Reading passage:

ITEM 1.01 ENTRY INTO A MATERIAL DEFINITIVE AGREEMENT
The disclosures set forth in Item 5.02 are incorporated into this Item 1.01 by
reference.
ITEM 5.02DEPARTURE OF DIRECTORS OR CERTAIN OFFICERS; ELECTION OF DIRECTORS;
APPOINTMENT OF CERTAIN OFFICERS; COMPENSATORY ARRANGEMENTS OF CERTAIN OFFICERS
On April 7, 2020, the Company executed an Executive Agreement (the "Executive
Agreement") for the appointment of Dr. David L. Stark as the Company's
President, pursuant to a resolution of the board of directors effective March 1,
2020. In connection with the appointment, Mr. Paul R. Arena, who has held the
position of President since July 2017, remains the Company's Chief Executive
Officer and Chairman of the Board of Directors, but resigned the position of
President to afford Dr. Stark's appointment.

Required work:
1) In the filing excerpt, since when has Mr. Paul R. Arena held the position of President?
2) Repeat the part of the filing excerpt that begins at the words "ITEM 5.02DEPARTURE OF" and stops after "Dr. Stark's appointment.".

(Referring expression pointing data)

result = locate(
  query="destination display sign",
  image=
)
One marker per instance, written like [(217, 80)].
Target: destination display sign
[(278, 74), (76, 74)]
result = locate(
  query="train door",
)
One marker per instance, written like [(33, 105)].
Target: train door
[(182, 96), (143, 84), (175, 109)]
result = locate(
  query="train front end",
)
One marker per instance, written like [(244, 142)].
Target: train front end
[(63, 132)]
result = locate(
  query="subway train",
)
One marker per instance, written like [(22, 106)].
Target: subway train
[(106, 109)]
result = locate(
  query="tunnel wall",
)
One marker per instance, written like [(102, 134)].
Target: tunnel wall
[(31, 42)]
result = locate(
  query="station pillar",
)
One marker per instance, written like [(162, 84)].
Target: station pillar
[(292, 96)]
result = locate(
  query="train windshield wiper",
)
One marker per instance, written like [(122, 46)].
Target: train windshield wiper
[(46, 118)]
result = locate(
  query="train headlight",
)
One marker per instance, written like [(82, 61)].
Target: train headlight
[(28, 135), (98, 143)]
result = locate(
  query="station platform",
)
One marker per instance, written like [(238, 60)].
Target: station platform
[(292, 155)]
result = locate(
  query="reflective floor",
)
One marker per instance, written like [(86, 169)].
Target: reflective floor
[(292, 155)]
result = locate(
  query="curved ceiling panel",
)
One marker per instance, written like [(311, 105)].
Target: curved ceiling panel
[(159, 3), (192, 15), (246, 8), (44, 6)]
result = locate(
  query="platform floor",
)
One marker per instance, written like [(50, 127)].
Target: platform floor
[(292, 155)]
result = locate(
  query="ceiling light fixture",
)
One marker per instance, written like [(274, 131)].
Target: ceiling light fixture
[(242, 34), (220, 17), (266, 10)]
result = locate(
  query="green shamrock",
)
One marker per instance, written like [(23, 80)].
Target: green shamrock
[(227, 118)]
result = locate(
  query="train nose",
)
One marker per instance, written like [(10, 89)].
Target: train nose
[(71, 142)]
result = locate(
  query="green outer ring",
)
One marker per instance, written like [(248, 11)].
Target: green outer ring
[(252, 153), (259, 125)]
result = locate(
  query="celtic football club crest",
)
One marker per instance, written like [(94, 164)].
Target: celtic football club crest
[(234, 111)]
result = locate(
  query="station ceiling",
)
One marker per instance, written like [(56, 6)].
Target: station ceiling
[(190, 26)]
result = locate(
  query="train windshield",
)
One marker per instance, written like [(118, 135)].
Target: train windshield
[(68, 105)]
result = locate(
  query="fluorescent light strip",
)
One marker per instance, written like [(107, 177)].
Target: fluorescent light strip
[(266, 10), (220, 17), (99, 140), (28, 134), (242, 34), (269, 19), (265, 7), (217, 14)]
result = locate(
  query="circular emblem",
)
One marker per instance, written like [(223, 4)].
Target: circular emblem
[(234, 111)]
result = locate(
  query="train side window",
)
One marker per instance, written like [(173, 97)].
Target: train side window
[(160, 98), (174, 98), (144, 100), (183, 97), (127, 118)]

Answers to this exercise:
1) Since July 2017.

2)
ITEM 5.02DEPARTURE OF DIRECTORS OR CERTAIN OFFICERS; ELECTION OF DIRECTORS;
APPOINTMENT OF CERTAIN OFFICERS; COMPENSATORY ARRANGEMENTS OF CERTAIN OFFICERS
On April 7, 2020, the Company executed an Executive Agreement (the "Executive
Agreement") for the appointment of Dr. David L. Stark as the Company's
President, pursuant to a resolution of the board of directors effective March 1,
2020. In connection with the appointment, Mr. Paul R. Arena, who has held the
position of President since July 2017, remains the Company's Chief Executive
Officer and Chairman of the Board of Directors, but resigned the position of
President to afford Dr. Stark's appointment.